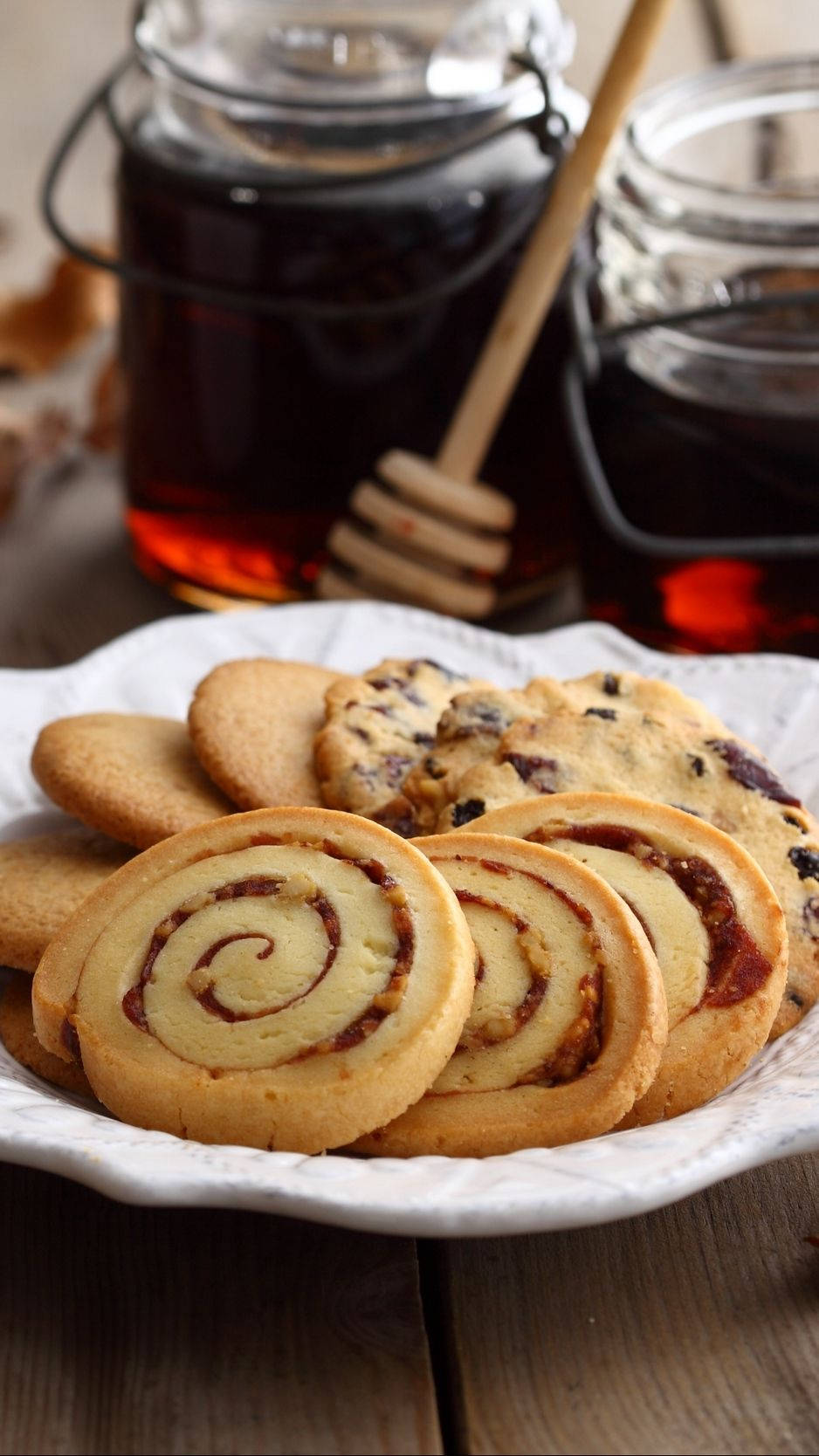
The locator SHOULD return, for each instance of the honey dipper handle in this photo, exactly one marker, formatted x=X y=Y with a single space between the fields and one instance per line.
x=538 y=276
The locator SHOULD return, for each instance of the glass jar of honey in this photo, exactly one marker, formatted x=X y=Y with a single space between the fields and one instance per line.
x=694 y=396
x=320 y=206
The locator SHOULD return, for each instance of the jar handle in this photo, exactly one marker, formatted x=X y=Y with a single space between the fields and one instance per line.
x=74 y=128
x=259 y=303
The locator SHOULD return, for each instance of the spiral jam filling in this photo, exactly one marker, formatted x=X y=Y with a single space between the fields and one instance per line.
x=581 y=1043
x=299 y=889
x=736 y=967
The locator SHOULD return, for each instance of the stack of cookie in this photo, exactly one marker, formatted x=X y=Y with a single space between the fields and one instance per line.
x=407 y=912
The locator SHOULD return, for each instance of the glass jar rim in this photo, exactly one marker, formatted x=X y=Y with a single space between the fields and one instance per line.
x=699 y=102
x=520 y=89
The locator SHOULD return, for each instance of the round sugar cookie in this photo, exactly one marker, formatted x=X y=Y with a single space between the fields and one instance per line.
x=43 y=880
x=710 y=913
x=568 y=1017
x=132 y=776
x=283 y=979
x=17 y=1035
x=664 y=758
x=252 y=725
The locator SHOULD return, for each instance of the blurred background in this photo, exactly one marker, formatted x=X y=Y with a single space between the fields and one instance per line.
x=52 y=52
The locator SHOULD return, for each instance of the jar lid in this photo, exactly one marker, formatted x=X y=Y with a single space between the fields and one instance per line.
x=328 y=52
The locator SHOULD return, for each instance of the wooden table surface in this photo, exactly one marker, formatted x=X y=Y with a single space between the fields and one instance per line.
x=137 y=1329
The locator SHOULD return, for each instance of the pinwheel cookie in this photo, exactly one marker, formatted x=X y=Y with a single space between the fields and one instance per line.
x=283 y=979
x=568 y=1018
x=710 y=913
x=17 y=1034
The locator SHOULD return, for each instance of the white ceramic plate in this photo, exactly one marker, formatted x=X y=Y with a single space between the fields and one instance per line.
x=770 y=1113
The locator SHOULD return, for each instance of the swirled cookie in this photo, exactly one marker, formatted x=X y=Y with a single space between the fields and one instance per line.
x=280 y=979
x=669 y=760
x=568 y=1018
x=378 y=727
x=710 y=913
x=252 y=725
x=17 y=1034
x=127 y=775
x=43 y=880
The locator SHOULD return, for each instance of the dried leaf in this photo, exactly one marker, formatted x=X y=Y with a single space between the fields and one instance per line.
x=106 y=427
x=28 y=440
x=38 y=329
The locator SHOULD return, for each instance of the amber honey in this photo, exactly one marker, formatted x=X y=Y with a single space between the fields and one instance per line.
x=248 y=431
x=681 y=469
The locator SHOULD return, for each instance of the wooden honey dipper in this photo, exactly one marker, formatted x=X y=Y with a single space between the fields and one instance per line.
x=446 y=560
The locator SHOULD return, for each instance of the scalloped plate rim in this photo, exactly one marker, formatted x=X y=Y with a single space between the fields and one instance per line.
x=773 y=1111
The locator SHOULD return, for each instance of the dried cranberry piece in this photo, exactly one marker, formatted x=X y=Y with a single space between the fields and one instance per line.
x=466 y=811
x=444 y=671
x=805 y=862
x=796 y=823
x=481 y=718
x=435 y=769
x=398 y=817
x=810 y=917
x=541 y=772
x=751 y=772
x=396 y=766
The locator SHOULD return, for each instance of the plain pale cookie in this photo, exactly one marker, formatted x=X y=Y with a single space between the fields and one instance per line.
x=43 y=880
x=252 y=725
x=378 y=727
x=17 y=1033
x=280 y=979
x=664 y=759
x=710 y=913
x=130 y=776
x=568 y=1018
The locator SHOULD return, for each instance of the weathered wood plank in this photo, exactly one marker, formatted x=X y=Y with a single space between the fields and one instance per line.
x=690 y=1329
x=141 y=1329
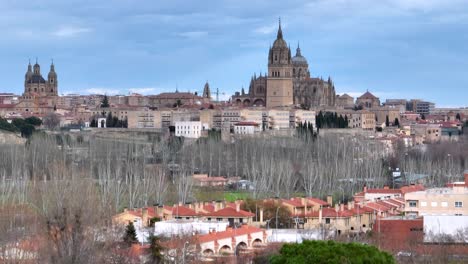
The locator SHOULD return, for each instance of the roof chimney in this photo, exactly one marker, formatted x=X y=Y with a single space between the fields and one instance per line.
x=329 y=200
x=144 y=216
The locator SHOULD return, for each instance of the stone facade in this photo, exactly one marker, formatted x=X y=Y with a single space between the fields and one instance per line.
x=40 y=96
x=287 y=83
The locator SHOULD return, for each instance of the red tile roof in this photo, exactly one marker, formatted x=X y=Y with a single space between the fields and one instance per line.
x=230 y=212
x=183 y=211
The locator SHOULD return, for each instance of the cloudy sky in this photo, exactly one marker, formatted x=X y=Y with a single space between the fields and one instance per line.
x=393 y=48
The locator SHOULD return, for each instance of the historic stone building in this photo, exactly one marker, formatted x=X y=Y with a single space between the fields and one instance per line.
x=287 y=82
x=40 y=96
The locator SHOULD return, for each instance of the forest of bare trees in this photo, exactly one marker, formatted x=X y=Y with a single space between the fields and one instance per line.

◆ **Activity**
For this exercise, give the listing again exactly as written, with the pictures omitted.

◆ **Reply**
The locator SHOULD return, for each instance of the honey dipper handle in this photo, exactly one marker, formatted x=X y=Y with a single space between the fields and one instance per line.
x=538 y=276
The locator SHOULD return, for each instance of the glass jar of honey in this photo, exactly one marker, formatted x=X y=Y with a single space between the fields and one instance per line.
x=694 y=396
x=320 y=206
The locator SHOULD return, for each instance of the jar handle in this photo, exactly one marker, formatted x=X y=Y with a single space between the fields and one instance per line.
x=74 y=128
x=259 y=303
The locator SHOULD return, for each instance of the spiral jam filling in this photo, exactly one marker, formatted x=X y=Y with a single space between the fields and one instance per line.
x=581 y=1043
x=299 y=889
x=736 y=967
The locator SHOULD return, for each instance of the stack of cookie in this photo, exactly one marker, formatted x=X y=Y with a single space between the fields and one instance per line.
x=407 y=912
The locator SHOULD return, for each instance of the glass jar rim in this photo, exactly one marker, formatted x=X y=Y with a single space between the fields and one instance per line.
x=699 y=102
x=520 y=89
The locator SHOULD return, for each instance of the round sugar cookie in this photo, exactly one marker, formatted x=X y=Y with a single space between the fields and one instance per line.
x=43 y=880
x=710 y=913
x=568 y=1017
x=132 y=776
x=283 y=979
x=17 y=1035
x=664 y=758
x=252 y=725
The locator SHOULD return, for each instance of the blurred background in this photo, exactly one marker, formatted x=X y=Y with a single space between the fields and one instance per line.
x=52 y=52
The locator SHOULD return, for each instance of the jar lid in this photo, exactly one marker, formatted x=X y=Y with a single space between the fields and one instance per line.
x=328 y=52
The locator SHOULD return, for each instance of the wooden table surface in this photo, exactly one marker, formatted x=X y=Y with a single space between the fields and one instance per line.
x=137 y=1329
The locator SHOULD return, for each instance of the pinwheel cookie in this photo, exactly one marker, formatted x=X y=Y with a single space between the fields and one instance per line.
x=283 y=979
x=568 y=1018
x=710 y=913
x=17 y=1034
The locator SHOULD return, for each instance of the white ceramic plate in this photo, exactly one marker, formatted x=X y=Y with a single space between the fields and one instance per line.
x=770 y=1113
The locator SHOULD return, for each instance of the swirled cookie in this photo, exactly one marker, formatted x=X y=Y with a single space between the fields and one instance per line.
x=280 y=979
x=669 y=760
x=568 y=1018
x=378 y=727
x=710 y=913
x=252 y=725
x=17 y=1034
x=127 y=775
x=43 y=880
The locator SHOULD return, for each instance of the dried leaf in this photo, exactly one marker, formatted x=X y=Y with a single space between the fields and one instance per line.
x=106 y=427
x=28 y=440
x=38 y=329
The locator SHOULD return, for each instance of the amber honey in this photo, exactly one marker, formatted x=X y=Y with a single space between the fields and one instance per line.
x=248 y=431
x=681 y=469
The locator SHOULD return, for each instance of the wooden honey dipper in this photo, exactly one marker, formatted x=X y=Y with a single space between the fields and one instance per line.
x=446 y=560
The locator SHOULD return, for each instance of the scalloped plate rim in this photo, exactly one marker, formatted x=X y=Y with a single space between the fields and one instance per line.
x=773 y=1111
The locator SHOULD return, for each instance of the dried cranberry piece in this photo, exactly one marker, formatted x=X y=Y with a single space between the fields and one instance per line.
x=466 y=811
x=444 y=671
x=805 y=862
x=796 y=823
x=481 y=718
x=435 y=769
x=398 y=817
x=810 y=917
x=541 y=772
x=751 y=772
x=396 y=766
The locator SHOULD return, for each instance of the plain pale cookie in this photo, exactly one marker, formatted x=X y=Y with a single space between the fields and one instance per line.
x=43 y=880
x=252 y=725
x=378 y=727
x=17 y=1033
x=280 y=979
x=664 y=759
x=710 y=913
x=130 y=776
x=568 y=1018
The locator SHOULD return, for each instance of the weathered wood plank in this photo, exactly one marker, formatted x=X y=Y with a single space between the fields and one instance per line.
x=690 y=1329
x=141 y=1329
The locator SHOULD return, for each instance of the roof chimney in this photo, exactly one marker, formatted x=X y=Y with a single space between the fields and one instance per line.
x=329 y=200
x=144 y=216
The locator SHOULD return, for each instance of the stone facade in this photo, exactly one marker, formatted x=X y=Y with a single space between the fields and one instance per line.
x=40 y=96
x=287 y=83
The locator SHOULD return, for each instance of the red tile roof in this photo, exactly one marker, formatted x=X y=Y with a single space between the fields and one instance per line.
x=230 y=212
x=183 y=211
The locator SHOULD return, for each instance of the cloudy sky in this photo, exactly one marker, formatted x=X y=Y with a single space between the fields and one instance per line.
x=393 y=48
The locator SHOULD return, for each instance of the historic stone building in this photo, exactly one marker, formatted x=X y=Y with a single space between the fields and one instance per line.
x=287 y=82
x=40 y=96
The locator SHOULD return, for each instance of the forest of bare trees in this photo, exactly one marker, formatted x=X y=Y with a single space between the fields and one instance per line.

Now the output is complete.